● **Given passage**
# # # # #
Sleeping comfortably at 38 weeks is a genuine challenge. Side sleeping is the recommended position, particularly on your left side, which allows the best blood flow to your baby and improves kidney function. Lying flat on your back compresses the large vein that returns blood from your lower body to your heart, which can cause dizziness and reduce blood flow to the baby.

If you can’t stay on your left side all night, any side position works. Placing a pillow between your knees and another under your belly creates a slight tilt that takes pressure off your hips. A pillow behind your back can keep you from rolling over. Many women find that a full-body pregnancy pillow simplifies the whole arrangement. If you wake up on your back, don’t panic. Simply roll to your side and reposition. The fact that you woke up likely means your body was already signaling discomfort.

What Happens at Your Prenatal Visit

At 38 weeks, you’re likely seeing your provider weekly. A typical visit includes checking your blood pressure, measuring your belly, and listening to the baby’s heartbeat. Your provider may offer a cervical check to assess dilation and effacement, which is the thinning and softening of your cervix.

Don’t read too much into those numbers. Some women walk around at 2 centimeters dilated and 30% effaced for weeks before labor begins. Others stay at zero until a few days before delivery. Cervical progress is a snapshot, not a prediction. It tells your provider where you are right now but can’t reliably forecast when labor will start.

If you tested positive for Group B strep (a common bacteria carried by about 25% of women), your provider will have noted this in your chart. You’ll receive antibiotics through an IV during labor. Ideally the antibiotics run for at least four hours before delivery, but if labor moves quickly, even a shorter course reduces the risk of passing the bacteria to your baby. This won’t change your labor experience in any meaningful way beyond having an IV line.

Signs That Labor Is Starting

Real labor contractions differ from Braxton Hicks in a few key ways: they come at regular intervals, get progressively closer together, grow stronger over time, and don’t ease up when you change position. A common guideline is to contact your provider or head to the hospital once contractions are coming every five minutes and have maintained that pattern for at least one hour.

Other signs to watch for include your water breaking (a gush or steady trickle of fluid), persistent lower back pain that comes in waves, and a bloody show, which is pink or blood-tinged mucus. Not every woman experiences all of these, and they don’t always happen in a predictable order. Some women have their water break before contractions start, while others don’t until well into active labor.
# # # # #
Phrase grounding data
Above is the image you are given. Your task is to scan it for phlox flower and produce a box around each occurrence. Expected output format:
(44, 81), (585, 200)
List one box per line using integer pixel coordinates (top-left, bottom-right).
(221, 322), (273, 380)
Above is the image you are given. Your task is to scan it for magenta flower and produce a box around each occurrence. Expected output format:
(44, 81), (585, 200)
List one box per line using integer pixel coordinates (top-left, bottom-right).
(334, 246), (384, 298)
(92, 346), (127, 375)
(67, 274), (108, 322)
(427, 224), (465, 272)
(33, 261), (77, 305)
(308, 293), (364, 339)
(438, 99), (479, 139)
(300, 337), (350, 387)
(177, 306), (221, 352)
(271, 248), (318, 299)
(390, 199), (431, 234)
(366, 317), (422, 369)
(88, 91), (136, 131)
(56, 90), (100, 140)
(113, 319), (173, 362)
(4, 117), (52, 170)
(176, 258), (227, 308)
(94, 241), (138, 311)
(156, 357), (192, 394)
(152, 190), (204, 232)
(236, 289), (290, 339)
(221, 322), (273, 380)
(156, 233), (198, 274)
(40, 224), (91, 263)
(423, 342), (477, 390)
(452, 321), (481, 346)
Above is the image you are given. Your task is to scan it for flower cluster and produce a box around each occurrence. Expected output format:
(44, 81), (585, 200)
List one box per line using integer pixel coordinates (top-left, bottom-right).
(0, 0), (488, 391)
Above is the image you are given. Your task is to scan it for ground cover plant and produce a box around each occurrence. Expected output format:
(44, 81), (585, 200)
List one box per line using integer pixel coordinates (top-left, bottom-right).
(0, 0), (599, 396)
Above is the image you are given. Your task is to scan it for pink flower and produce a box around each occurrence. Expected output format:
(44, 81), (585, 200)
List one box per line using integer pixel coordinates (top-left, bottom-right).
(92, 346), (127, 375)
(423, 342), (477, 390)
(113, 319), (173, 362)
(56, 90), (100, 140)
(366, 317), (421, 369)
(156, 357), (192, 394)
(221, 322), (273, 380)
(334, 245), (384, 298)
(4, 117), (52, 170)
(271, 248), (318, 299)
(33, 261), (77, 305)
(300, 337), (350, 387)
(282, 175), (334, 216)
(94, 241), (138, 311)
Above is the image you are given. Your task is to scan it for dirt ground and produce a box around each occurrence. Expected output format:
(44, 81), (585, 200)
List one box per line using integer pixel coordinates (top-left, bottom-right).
# # # # #
● **Exercise instructions**
(1) According to the text on pregnancy at 38 weeks, how long should antibiotics ideally run before delivery for someone who tested positive for Group B strep?
(2) Please pick up the text on pregnancy at 38 weeks after its last sentence and keep writing.
The data above comes from a separate source unrelated to the pregnancy text.

● **Answer list**
(1) At least four hours before delivery.

(2)
Tracking Your Baby’s Movement

Fetal movement remains one of the most important things to pay attention to at 38 weeks. Your baby has less room to move now, so the big kicks you felt at 28 weeks may feel more like rolls, pushes, and stretches. The type of movement matters less than the pattern. You should still feel your baby moving regularly throughout the day.

If movement seems to slow down, do a kick count: sit or lie on your side and time how long it takes to feel 10 movements. Kicks, flutters, swishes, and rolls all count. Ten movements within two hours is considered typical. If you don’t reach 10 in that window, or if your baby’s movement pattern changes abruptly, contact your provider. A sudden decrease in movement is worth checking out promptly, even if it turns out to be nothing.

Preparing for the Next Two Weeks

Most first-time mothers deliver around 40 weeks, but labor anytime from now through 42 weeks falls within the normal range. This is a good time to finalize practical details: confirm your hospital bag is packed, make sure your car seat is installed, and review your plan for getting to the hospital or birth center, including backup plans for different times of day.

If you’re feeling impatient, you’re not alone. The last weeks of pregnancy are physically demanding and emotionally exhausting. Focus on what you can control: rest when possible, stay hydrated, eat small meals if heartburn is an issue, and keep moving with gentle walks if your body allows it. Your baby is using these final days to build fat stores, fine-tune brain connections, and prepare lungs for that first breath. It’s a short wait with a significant payoff.